What is needed — Copy every entry. Do not alter a single word.
Task input section start
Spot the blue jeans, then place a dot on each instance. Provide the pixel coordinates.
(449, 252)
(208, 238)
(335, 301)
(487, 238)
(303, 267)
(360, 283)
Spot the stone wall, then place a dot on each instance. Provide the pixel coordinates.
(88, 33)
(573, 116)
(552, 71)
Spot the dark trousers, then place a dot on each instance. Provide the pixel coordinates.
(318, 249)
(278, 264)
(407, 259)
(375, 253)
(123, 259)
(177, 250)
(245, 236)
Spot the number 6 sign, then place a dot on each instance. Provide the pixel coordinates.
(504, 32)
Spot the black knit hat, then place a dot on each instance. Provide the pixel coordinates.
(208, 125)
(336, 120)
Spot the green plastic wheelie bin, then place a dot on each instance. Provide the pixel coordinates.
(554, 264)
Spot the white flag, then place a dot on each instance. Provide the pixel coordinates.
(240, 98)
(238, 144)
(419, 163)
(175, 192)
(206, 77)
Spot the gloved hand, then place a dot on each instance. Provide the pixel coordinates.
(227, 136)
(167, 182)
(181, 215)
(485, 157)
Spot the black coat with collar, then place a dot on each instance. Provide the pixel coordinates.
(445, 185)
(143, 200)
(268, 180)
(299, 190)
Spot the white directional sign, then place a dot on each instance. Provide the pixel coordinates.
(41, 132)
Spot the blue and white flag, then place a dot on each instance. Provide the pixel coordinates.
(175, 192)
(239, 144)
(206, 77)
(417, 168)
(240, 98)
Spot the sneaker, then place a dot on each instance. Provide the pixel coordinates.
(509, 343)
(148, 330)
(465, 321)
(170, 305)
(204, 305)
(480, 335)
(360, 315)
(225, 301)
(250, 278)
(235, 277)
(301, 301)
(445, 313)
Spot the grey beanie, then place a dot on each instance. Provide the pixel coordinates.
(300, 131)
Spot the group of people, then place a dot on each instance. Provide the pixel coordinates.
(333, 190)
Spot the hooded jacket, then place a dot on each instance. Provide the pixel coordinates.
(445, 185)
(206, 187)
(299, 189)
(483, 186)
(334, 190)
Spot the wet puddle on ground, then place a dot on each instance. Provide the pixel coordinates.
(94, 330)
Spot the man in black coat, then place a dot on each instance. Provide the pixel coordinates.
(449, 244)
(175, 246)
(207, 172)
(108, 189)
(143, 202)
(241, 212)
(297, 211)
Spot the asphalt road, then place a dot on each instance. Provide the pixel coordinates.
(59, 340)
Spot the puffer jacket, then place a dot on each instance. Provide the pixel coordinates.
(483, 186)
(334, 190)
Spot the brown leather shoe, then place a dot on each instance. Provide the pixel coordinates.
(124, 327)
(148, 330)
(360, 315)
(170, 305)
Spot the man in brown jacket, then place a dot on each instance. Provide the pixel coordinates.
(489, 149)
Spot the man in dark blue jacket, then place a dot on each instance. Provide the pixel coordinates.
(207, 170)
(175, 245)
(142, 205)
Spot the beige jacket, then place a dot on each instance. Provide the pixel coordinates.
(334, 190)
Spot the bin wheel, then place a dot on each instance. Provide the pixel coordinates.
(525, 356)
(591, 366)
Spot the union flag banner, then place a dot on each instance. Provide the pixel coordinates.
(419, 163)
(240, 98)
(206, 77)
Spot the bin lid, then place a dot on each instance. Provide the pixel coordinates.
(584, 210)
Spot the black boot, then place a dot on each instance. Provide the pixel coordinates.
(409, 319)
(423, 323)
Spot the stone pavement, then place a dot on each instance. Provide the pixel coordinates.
Task input section end
Solution below —
Spot the blue jeans, then place a dot on each instance. Provide the pixel coordinates.
(449, 252)
(208, 238)
(335, 301)
(487, 238)
(303, 267)
(360, 283)
Spot the stone wall, then place a dot on each instance. Provide the pixel coordinates.
(88, 33)
(573, 116)
(552, 71)
Spot the dark trousers, then place a dot on each instance. Provide the pixel coordinates.
(318, 249)
(278, 264)
(407, 259)
(375, 253)
(123, 259)
(177, 250)
(245, 236)
Spot the number 6 sign, then place a dot on each instance. Provide the pixel coordinates.
(504, 32)
Spot the black knit hat, then place a dot on each instance. Provide the pixel coordinates.
(208, 125)
(336, 120)
Spot the green plastic wheelie bin, then place a dot on each instance. Provide the pixel coordinates.
(554, 264)
Spot the white flag, then place a dot on each instance. Provide the pixel coordinates.
(240, 98)
(238, 144)
(419, 163)
(175, 192)
(206, 77)
Spot the gloved hand, then place a dot on each instance. Provide the pixel coordinates.
(227, 136)
(167, 182)
(181, 215)
(485, 157)
Spot the black coat with collar, then place a dot on each instance. Provide the pixel coordinates.
(445, 185)
(143, 200)
(268, 180)
(299, 190)
Spot the white directional sign, then place a dot on each instance. Provide the pixel coordinates.
(41, 132)
Spot the blue and white flag, then place a dot on each instance. Provide the pixel coordinates.
(175, 192)
(239, 144)
(206, 77)
(417, 168)
(240, 98)
Spot the sneaker, then place a dot on each instance. Provide the pixel coordinates.
(509, 343)
(148, 330)
(465, 321)
(170, 305)
(204, 305)
(480, 335)
(360, 315)
(225, 301)
(250, 278)
(235, 277)
(301, 301)
(445, 313)
Spot the grey beanie, then place a dot on each instance. Provide the pixel coordinates.
(300, 131)
Spot the group of people, then place a dot on each instance. Provide the pixel coordinates.
(333, 190)
Spot the hooded jacket, then place a dot on each instance. Provide the pixel coordinates.
(445, 185)
(206, 187)
(299, 189)
(483, 186)
(334, 190)
Spot the wet puddle on ground, then place a dot on each instance. Provide the pixel coordinates.
(94, 330)
Spot the man in black coat, then place a dot on each instance. Provide the pixel coordinates.
(449, 244)
(175, 246)
(207, 172)
(108, 189)
(143, 202)
(241, 212)
(297, 211)
Spot the asphalt road, then place a dot on each instance. Provide the pixel coordinates.
(59, 340)
Spot the puffer jacket, then place a dot on each instance. Provide the pixel coordinates.
(483, 186)
(334, 190)
Spot the brown leather shoe, then place a dot on each instance. Provide the pixel coordinates.
(124, 327)
(148, 330)
(360, 315)
(170, 305)
Spot the man in brown jacket, then place a dot on each instance. Provide the pixel coordinates.
(489, 149)
Spot the man in dark blue jacket, then place a dot on each instance. Provide the pixel coordinates.
(207, 170)
(175, 245)
(142, 205)
Spot the beige jacket, then place a dot on each instance. Provide the pixel coordinates.
(334, 190)
Spot the bin wheel, then place a dot on each instance. Provide the pixel coordinates.
(525, 356)
(591, 366)
Spot the union flag banner, then place a dot on each instance. Provide the pixel coordinates.
(419, 163)
(240, 98)
(206, 77)
Spot the bin lid, then place a dot on each instance. Provide the pixel coordinates.
(584, 210)
Spot the black boot, then place a dot on each instance. Provide the pixel coordinates.
(409, 319)
(423, 323)
Spot the stone pavement, then place a dot on each instance. Provide the pixel coordinates.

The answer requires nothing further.